_Text for analysis_.
*** Block opens ***
By necessity, acquiring a deep, detailed understanding of the business at its “root” level requires a complete picture of the business far beyond numbers alone. Leaders and managers dedicated to long term success will therefore not be content with analytics limited to such superficial questions as, “So how are comps doing?” They will demand answers to far deeper, probing, “get your hands dirty” business questions, such as:
- How do our sales performance, new product launches, employee retention, etc. correlate with customer sentiment expressed on social media sites, our online surveys, email and chat logs?
- What complaints, compliments, and/or suggestions keep coming up? Is this customer feedback correlated to specific regions or locations?
- What other factors we may not yet be fully aware of affect our sales, costs, and customer service: Changes in weather? Changes in local/regional tastes and preferences? And on and on…
Leaders cannot, and will not, wait weeks or months for answers from unresponsive, un-agile traditional BI processes and legacy IT systems. Answering such vital questions that “dig into the roots of the business” requires a powerful new enterprise information “rototiller” – a new “Analyze Everything” agile BI platform.
As the name implies, an “Analyze Everything” integrates structured data (e.g., databases) with business signals buried within text-based information sources (web content, social media sentiment, wikis, documents, news and much more). The result is a much wider and deeper level of insight into not only what is happening, but also why they are happening.
Take action in person. Make house calls. Howard Schultz used a medical analogy to emphasize the vital need for “root-level” business understanding: “Like a doctor who measures a patient’s height and weight every year without checking blood pressure or heart rate,” Schultz wrote, “Starbucks was not monitoring itself at a level of detail that would help ensure its long term health.”
*** Block closes ***
_Data under study_.
*** Block opens ***
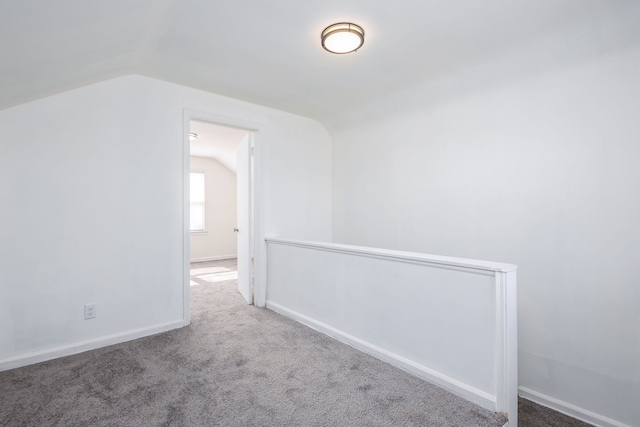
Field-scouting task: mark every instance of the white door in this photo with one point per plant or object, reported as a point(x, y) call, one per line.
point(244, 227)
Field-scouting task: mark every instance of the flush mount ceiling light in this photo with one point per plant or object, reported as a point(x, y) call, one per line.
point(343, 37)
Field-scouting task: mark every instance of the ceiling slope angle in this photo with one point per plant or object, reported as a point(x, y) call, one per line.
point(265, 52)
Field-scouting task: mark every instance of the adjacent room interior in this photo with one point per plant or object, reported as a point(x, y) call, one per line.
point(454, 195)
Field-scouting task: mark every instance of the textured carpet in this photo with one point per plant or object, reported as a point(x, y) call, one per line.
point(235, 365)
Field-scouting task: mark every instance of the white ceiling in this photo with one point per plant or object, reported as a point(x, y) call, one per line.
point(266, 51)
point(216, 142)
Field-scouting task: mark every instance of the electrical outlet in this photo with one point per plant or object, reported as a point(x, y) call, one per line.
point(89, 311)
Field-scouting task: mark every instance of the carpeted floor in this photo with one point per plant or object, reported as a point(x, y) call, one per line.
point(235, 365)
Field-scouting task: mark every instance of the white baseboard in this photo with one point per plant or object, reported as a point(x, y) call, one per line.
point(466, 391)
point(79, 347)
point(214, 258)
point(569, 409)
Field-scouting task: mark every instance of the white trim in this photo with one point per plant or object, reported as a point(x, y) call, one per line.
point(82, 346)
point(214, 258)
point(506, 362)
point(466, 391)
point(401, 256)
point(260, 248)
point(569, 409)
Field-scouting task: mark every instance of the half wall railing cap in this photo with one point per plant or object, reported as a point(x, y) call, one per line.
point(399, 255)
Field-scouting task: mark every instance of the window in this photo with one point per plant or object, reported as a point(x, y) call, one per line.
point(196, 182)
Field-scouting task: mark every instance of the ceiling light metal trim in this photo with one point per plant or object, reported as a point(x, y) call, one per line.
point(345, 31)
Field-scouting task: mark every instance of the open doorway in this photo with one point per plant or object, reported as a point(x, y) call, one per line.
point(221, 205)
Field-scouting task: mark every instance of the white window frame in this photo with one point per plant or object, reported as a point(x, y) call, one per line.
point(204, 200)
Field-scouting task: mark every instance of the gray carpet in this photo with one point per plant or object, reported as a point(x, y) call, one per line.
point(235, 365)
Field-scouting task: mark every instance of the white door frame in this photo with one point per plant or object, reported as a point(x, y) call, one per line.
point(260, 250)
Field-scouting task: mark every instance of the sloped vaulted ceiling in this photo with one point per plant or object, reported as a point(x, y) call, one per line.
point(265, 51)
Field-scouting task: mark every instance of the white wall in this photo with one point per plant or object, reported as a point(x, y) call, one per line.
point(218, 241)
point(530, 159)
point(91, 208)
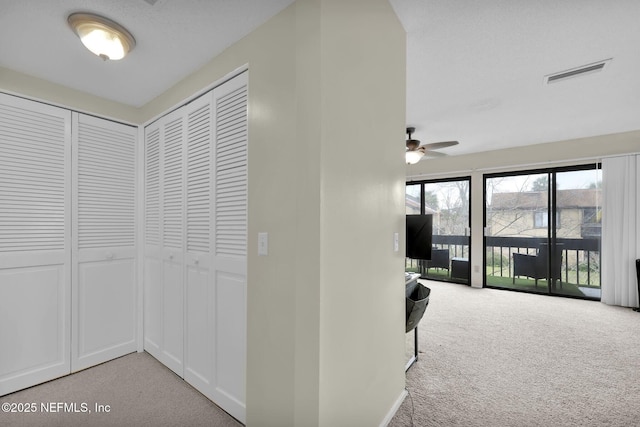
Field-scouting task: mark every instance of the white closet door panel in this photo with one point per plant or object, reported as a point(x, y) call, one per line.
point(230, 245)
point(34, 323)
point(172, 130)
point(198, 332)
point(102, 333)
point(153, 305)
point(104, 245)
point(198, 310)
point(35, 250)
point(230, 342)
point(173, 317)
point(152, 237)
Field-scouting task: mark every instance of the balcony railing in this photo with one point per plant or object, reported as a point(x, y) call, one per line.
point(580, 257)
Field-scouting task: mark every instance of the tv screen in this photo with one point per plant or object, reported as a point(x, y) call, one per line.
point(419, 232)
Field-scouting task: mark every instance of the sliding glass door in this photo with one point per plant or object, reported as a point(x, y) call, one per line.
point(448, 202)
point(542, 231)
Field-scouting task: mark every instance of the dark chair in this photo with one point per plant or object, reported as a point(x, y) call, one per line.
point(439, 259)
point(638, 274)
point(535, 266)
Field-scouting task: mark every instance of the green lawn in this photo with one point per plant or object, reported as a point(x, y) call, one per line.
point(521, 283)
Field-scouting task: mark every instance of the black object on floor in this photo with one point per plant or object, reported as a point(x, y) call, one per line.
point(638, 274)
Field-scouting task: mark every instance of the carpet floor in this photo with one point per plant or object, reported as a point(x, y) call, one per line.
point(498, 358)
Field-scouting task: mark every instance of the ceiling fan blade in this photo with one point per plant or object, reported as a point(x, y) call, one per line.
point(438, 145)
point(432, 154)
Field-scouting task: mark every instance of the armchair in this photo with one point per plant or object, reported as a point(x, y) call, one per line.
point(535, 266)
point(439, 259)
*** Block closes ***
*** Block opens ***
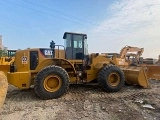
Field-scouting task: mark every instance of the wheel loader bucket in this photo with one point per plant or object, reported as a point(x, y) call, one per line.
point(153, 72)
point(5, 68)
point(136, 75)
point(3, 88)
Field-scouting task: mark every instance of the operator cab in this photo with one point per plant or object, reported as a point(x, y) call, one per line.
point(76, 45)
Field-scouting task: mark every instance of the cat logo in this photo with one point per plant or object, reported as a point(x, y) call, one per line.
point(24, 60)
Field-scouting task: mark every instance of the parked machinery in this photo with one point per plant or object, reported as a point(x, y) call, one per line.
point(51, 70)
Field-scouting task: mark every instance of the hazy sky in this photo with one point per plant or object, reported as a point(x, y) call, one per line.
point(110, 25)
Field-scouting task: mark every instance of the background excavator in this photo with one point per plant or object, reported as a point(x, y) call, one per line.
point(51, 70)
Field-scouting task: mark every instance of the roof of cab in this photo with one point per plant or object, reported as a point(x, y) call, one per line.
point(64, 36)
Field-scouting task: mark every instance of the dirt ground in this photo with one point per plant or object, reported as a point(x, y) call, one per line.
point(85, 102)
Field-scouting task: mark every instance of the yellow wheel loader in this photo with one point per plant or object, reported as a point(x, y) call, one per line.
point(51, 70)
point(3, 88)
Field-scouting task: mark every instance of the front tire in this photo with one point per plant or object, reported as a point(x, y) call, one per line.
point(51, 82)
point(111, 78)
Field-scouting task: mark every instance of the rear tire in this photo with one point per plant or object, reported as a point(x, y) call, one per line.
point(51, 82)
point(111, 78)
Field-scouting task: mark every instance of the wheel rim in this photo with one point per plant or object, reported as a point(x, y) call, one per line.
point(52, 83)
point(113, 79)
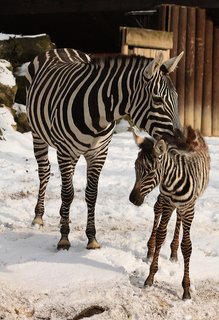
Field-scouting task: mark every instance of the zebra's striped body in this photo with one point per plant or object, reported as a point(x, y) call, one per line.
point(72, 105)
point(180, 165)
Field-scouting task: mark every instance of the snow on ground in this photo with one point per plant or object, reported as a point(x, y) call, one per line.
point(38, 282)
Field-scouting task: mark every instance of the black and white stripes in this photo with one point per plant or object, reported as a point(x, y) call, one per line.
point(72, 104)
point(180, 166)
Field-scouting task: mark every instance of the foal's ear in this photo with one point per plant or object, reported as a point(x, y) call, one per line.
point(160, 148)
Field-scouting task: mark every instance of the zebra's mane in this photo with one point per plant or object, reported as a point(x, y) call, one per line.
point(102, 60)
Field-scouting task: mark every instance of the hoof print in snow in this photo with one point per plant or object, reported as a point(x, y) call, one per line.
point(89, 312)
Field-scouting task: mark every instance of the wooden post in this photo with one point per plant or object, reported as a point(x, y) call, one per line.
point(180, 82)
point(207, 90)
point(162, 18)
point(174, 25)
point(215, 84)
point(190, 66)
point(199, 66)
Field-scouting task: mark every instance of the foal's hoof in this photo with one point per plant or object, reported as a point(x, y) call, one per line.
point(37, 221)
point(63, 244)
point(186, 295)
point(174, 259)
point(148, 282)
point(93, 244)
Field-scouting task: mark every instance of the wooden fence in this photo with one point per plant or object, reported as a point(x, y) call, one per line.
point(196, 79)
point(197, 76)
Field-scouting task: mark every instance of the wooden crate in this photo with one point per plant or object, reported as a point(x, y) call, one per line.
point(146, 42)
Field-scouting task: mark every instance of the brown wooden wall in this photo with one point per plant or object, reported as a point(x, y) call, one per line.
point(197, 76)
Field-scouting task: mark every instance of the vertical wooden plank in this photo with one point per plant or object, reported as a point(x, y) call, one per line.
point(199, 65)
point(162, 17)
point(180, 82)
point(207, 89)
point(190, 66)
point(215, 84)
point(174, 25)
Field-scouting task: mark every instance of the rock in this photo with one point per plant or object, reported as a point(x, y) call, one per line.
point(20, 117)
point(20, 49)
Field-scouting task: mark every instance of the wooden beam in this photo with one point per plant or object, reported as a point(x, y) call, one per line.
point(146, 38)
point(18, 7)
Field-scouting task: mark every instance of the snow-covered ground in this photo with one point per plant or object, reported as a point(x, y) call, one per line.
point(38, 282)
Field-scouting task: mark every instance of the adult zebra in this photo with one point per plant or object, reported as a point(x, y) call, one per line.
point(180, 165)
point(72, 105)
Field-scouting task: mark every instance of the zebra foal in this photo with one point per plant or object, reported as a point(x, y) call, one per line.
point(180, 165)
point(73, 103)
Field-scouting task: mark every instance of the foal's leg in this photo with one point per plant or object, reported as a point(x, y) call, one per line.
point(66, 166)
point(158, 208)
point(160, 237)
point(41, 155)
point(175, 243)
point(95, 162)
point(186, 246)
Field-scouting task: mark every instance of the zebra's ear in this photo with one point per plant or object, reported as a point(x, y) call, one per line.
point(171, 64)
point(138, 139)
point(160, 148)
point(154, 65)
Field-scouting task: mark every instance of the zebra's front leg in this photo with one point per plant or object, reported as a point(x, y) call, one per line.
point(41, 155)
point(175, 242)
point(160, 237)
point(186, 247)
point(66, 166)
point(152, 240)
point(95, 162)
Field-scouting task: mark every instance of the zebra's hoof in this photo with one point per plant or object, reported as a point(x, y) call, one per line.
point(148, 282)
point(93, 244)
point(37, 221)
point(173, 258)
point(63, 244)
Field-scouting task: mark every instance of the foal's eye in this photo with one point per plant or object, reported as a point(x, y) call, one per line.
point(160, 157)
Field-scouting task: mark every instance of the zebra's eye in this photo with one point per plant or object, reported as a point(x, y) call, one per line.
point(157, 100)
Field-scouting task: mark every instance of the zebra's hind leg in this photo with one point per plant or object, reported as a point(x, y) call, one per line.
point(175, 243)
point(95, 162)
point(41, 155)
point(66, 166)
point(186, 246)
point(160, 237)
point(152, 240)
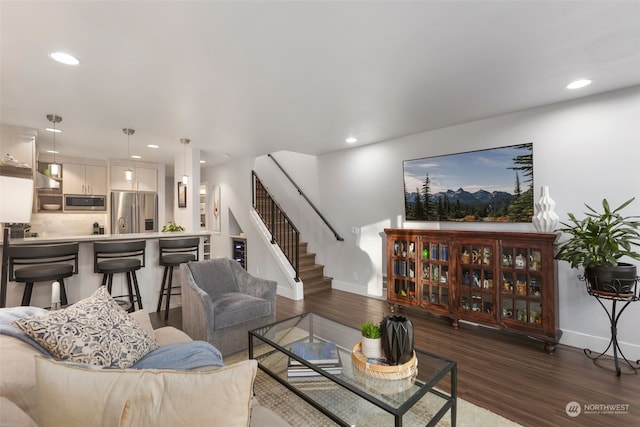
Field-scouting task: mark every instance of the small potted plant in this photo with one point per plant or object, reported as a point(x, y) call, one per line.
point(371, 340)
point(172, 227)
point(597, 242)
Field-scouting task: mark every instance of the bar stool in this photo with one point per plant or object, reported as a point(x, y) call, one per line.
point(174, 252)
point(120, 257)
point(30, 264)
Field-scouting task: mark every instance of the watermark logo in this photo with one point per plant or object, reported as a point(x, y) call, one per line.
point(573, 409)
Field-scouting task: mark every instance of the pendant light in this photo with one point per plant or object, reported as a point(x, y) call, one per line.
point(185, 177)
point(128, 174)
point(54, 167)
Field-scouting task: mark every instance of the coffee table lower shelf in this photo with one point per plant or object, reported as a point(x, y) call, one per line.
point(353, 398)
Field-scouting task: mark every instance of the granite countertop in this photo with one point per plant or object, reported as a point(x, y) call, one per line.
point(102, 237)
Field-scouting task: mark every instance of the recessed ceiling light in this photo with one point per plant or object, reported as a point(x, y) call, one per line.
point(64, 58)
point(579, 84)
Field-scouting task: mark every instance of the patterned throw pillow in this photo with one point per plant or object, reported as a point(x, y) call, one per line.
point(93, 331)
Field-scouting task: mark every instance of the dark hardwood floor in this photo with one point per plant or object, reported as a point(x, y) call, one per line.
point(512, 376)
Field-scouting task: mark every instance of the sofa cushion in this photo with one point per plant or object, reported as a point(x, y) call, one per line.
*** Block closes ***
*** Block opens ***
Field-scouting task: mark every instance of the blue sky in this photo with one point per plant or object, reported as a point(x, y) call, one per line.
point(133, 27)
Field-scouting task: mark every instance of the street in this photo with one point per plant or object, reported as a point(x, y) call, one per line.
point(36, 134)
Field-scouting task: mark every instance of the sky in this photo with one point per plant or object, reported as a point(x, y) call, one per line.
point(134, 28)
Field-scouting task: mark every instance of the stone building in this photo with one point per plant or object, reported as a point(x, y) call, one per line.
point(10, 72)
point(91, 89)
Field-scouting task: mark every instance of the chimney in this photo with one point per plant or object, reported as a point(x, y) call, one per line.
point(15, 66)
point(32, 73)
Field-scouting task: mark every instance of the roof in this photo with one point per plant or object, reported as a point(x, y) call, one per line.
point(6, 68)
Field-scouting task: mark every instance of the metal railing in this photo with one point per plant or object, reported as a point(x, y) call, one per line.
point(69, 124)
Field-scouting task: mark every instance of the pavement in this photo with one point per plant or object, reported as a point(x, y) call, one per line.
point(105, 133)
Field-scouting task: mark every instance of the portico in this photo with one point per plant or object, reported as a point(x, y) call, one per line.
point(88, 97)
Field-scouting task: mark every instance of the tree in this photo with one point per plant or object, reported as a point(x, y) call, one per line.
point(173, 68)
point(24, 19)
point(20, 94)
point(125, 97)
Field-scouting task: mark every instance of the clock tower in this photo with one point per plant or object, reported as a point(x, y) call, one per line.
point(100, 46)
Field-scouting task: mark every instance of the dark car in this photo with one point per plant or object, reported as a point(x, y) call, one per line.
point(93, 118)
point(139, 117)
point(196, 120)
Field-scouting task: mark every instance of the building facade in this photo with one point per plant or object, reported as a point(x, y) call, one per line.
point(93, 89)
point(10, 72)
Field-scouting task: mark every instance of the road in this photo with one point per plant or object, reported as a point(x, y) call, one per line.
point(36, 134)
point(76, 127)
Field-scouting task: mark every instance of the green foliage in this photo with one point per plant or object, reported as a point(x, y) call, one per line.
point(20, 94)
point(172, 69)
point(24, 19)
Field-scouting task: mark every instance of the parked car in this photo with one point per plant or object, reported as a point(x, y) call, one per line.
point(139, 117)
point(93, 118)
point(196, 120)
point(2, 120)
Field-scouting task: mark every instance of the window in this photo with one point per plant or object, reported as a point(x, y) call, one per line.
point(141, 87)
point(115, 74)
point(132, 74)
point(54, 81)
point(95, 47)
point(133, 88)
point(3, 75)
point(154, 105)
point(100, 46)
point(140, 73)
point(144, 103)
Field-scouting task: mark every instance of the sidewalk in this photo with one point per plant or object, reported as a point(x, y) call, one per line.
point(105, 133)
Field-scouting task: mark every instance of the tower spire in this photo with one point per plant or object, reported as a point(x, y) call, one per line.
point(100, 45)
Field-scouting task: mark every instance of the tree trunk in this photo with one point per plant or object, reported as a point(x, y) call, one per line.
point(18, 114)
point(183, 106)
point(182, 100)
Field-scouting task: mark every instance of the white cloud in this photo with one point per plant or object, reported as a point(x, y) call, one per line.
*** Block closes ***
_Exercise requirements_. Pick up the passage on "Analyze Everything" business intelligence after its last sentence and continue it.

_Written reply_.
Once leaders and managers achieve that essential deeper level of business understanding, made possible by “Analyze Everything” agile BI, they must take action based on those insights in a timely – and public – manner. Leaders must be visible to the managers and workers whose daily dedication and effort are critical to achieving the company’s core mission.
During Starbucks’ turnaround, Howard Schultz “sensed that people inside the company needed to see me…Showing up, listening to and talking with Starbucks’ partners was one way I got my own hands dirty…Whether I was in front of one person or thousands…I strove to be authentic and frank while threading optimism into every communication.”
Extending Schultz’s leader-as-doctor analogy, the “doctor” must not only prescribe well-informed action for revitalized business health, but also administer it with a lot of house calls.
Onward provides substantial insight into authentic leadership. The book is also a primer on reigniting internal excitement for the company and its mission, refocusing on the customer experience and growing through innovation with the customer and mission in mind. Leaders driven to achieve these goals and realize long-term success will reject superficial metrics in favor of gaining deep “root-level” business understanding. Doing so requires the complete, agile BI that an “Analyze Everything” platform so readily provides.